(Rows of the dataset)
_ _ _ _

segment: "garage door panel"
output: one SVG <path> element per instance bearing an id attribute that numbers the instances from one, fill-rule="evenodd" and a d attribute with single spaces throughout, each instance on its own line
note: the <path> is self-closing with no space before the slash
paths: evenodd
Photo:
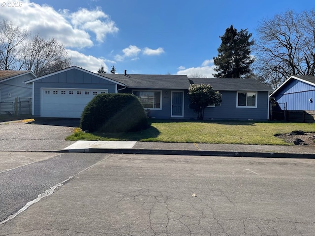
<path id="1" fill-rule="evenodd" d="M 41 116 L 80 118 L 84 107 L 96 95 L 108 89 L 42 88 Z"/>

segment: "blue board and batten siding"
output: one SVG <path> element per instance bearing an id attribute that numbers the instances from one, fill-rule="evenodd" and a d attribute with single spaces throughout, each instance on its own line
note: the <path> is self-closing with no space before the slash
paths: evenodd
<path id="1" fill-rule="evenodd" d="M 150 89 L 146 89 L 150 90 Z M 157 89 L 155 89 L 157 90 Z M 188 97 L 188 89 L 161 89 L 162 106 L 159 110 L 149 109 L 150 116 L 157 118 L 171 118 L 171 96 L 172 91 L 183 91 L 184 97 L 184 117 L 183 119 L 195 119 L 197 114 L 189 108 L 190 100 Z M 122 92 L 131 93 L 131 89 L 126 89 L 121 91 Z M 214 119 L 238 119 L 242 120 L 266 120 L 269 118 L 269 92 L 268 91 L 258 91 L 257 97 L 257 107 L 237 107 L 236 91 L 221 91 L 222 103 L 220 106 L 216 107 L 207 107 L 205 110 L 204 120 Z M 148 109 L 145 109 L 148 110 Z"/>
<path id="2" fill-rule="evenodd" d="M 53 73 L 33 82 L 33 114 L 41 115 L 41 88 L 108 89 L 109 93 L 116 93 L 117 84 L 96 75 L 75 68 Z"/>
<path id="3" fill-rule="evenodd" d="M 315 110 L 315 86 L 300 80 L 291 79 L 272 96 L 279 104 L 286 103 L 287 110 Z"/>
<path id="4" fill-rule="evenodd" d="M 204 119 L 239 119 L 266 120 L 269 118 L 269 93 L 258 91 L 257 107 L 237 107 L 236 91 L 220 91 L 222 94 L 220 106 L 206 107 Z M 186 116 L 196 118 L 191 109 L 188 109 Z M 189 114 L 188 114 L 189 113 Z"/>

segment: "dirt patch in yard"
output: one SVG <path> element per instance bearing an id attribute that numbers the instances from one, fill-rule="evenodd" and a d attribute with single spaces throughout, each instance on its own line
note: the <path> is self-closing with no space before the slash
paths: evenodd
<path id="1" fill-rule="evenodd" d="M 292 131 L 289 134 L 275 135 L 295 145 L 310 145 L 315 146 L 315 133 L 306 133 L 301 130 Z"/>

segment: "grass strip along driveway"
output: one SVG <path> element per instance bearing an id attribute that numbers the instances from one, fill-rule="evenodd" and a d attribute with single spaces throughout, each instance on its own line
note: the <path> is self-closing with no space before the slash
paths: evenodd
<path id="1" fill-rule="evenodd" d="M 136 132 L 89 133 L 77 129 L 66 140 L 290 145 L 274 135 L 295 130 L 315 132 L 315 123 L 156 119 L 151 121 L 149 128 Z"/>

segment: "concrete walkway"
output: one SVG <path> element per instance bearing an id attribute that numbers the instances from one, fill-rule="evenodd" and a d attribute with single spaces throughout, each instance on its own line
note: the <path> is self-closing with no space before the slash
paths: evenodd
<path id="1" fill-rule="evenodd" d="M 60 152 L 315 158 L 315 147 L 136 141 L 77 141 Z"/>

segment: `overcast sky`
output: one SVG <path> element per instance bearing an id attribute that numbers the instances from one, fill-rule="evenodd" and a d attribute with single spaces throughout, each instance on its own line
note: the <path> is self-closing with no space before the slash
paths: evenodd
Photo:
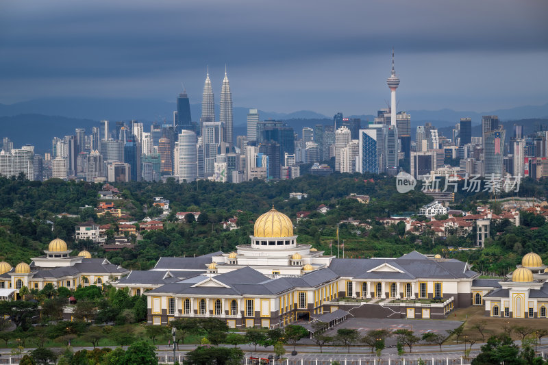
<path id="1" fill-rule="evenodd" d="M 548 102 L 548 1 L 0 1 L 0 103 L 43 97 L 219 102 L 326 115 L 386 105 L 488 111 Z"/>

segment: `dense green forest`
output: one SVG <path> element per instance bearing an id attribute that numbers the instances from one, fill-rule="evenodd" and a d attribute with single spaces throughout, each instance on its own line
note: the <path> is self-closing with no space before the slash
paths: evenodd
<path id="1" fill-rule="evenodd" d="M 462 183 L 460 183 L 461 186 Z M 166 183 L 132 182 L 114 184 L 123 199 L 115 201 L 132 220 L 140 221 L 158 213 L 153 197 L 170 200 L 171 214 L 162 231 L 143 234 L 134 250 L 103 252 L 90 241 L 74 241 L 76 224 L 92 220 L 99 224 L 115 223 L 113 218 L 97 218 L 94 210 L 101 185 L 84 181 L 50 179 L 32 181 L 0 178 L 0 256 L 12 265 L 41 253 L 51 240 L 60 237 L 73 249 L 84 248 L 94 255 L 106 257 L 112 263 L 132 269 L 149 268 L 160 256 L 201 255 L 216 251 L 230 251 L 237 244 L 249 242 L 256 218 L 273 205 L 296 223 L 296 213 L 310 212 L 308 219 L 296 224 L 299 241 L 329 253 L 339 253 L 336 226 L 341 220 L 353 218 L 369 222 L 371 228 L 342 224 L 340 227 L 340 255 L 344 243 L 345 257 L 396 257 L 412 250 L 439 253 L 475 264 L 477 270 L 507 273 L 526 252 L 534 251 L 548 257 L 548 225 L 540 216 L 522 212 L 522 225 L 508 222 L 492 225 L 491 237 L 482 251 L 448 251 L 447 247 L 471 247 L 475 231 L 467 237 L 439 238 L 427 232 L 406 234 L 403 223 L 384 226 L 378 218 L 415 214 L 432 199 L 419 188 L 406 194 L 395 189 L 395 178 L 360 174 L 333 174 L 328 177 L 304 175 L 292 180 L 254 180 L 238 184 L 206 181 L 179 184 L 173 179 Z M 440 186 L 443 186 L 443 181 Z M 473 212 L 478 204 L 493 197 L 486 192 L 462 191 L 456 194 L 454 207 Z M 548 181 L 527 179 L 514 194 L 545 197 Z M 304 192 L 308 197 L 289 199 L 290 192 Z M 349 199 L 351 193 L 371 197 L 369 204 Z M 316 212 L 321 204 L 329 210 Z M 86 207 L 87 206 L 87 207 Z M 202 212 L 198 222 L 179 223 L 177 212 Z M 77 216 L 58 216 L 61 213 Z M 239 229 L 223 229 L 221 224 L 238 217 Z M 538 228 L 532 230 L 532 227 Z"/>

_ _ _ _

• Task objective
Reproduce verbatim the lines from the first line up to and including the line containing "41 116 L 80", leaving out the pictures.

• Finished task
segment: "garage door panel"
output: one SVG <path> element per instance bearing an id attribute that numbers the instances from one, fill-rule="evenodd" and a d attribute with single spaces throughout, each instance on its own line
note: the <path> is self-closing with no space before the slash
paths: evenodd
Photo:
<path id="1" fill-rule="evenodd" d="M 41 116 L 80 118 L 84 107 L 96 95 L 108 89 L 42 88 Z"/>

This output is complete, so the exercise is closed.